> **DATA LISTING**:
[Start]

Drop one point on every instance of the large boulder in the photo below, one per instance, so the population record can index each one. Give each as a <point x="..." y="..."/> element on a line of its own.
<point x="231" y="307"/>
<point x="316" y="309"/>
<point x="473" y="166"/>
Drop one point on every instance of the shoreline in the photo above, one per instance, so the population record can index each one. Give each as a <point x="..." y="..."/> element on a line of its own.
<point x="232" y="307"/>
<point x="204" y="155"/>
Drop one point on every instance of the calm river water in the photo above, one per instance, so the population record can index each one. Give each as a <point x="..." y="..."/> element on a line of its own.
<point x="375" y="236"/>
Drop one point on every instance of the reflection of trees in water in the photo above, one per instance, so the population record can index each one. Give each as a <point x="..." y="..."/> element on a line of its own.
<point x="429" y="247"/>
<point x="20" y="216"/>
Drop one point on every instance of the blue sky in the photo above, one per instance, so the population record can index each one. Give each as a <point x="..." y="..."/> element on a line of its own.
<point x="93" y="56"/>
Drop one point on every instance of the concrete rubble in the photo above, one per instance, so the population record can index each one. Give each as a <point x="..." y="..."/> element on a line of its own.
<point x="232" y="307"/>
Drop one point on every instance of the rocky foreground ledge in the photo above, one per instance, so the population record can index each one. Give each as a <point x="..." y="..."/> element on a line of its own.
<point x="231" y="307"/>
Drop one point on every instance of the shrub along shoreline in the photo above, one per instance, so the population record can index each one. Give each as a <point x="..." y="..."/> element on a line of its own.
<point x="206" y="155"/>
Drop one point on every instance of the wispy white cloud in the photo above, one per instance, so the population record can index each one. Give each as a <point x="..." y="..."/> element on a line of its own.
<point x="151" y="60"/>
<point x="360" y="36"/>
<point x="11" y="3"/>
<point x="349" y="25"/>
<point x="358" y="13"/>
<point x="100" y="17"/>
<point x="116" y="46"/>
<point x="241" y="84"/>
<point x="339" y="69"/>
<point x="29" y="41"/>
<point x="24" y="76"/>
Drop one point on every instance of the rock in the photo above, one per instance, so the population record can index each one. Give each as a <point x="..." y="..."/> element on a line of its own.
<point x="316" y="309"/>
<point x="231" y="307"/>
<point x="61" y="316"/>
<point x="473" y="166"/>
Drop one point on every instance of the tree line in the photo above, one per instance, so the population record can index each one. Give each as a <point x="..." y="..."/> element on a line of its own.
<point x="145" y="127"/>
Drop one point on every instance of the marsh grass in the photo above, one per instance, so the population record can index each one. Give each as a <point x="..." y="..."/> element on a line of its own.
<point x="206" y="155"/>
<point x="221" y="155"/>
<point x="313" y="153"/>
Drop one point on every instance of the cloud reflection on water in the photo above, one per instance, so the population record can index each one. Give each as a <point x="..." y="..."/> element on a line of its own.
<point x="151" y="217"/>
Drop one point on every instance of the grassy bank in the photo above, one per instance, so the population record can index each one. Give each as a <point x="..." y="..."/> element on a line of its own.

[End]

> **TASK DIRECTIONS**: Reproduce the stretch of the records above from the line containing "Drop one point on every instance of the cloud" through the end of the records, keeping every character the same.

> **TASK RESULT**:
Drop one point on every instance of the cloud reflection on water in the photo above, one per instance, so the population record can index each one. Give each as a <point x="..." y="..."/> element on a line of its own.
<point x="151" y="217"/>
Drop one point on every instance of the grassy bank in the photo above, one per instance, so the population record can index each one. Give each as a <point x="..." y="..."/> element on a line of its own.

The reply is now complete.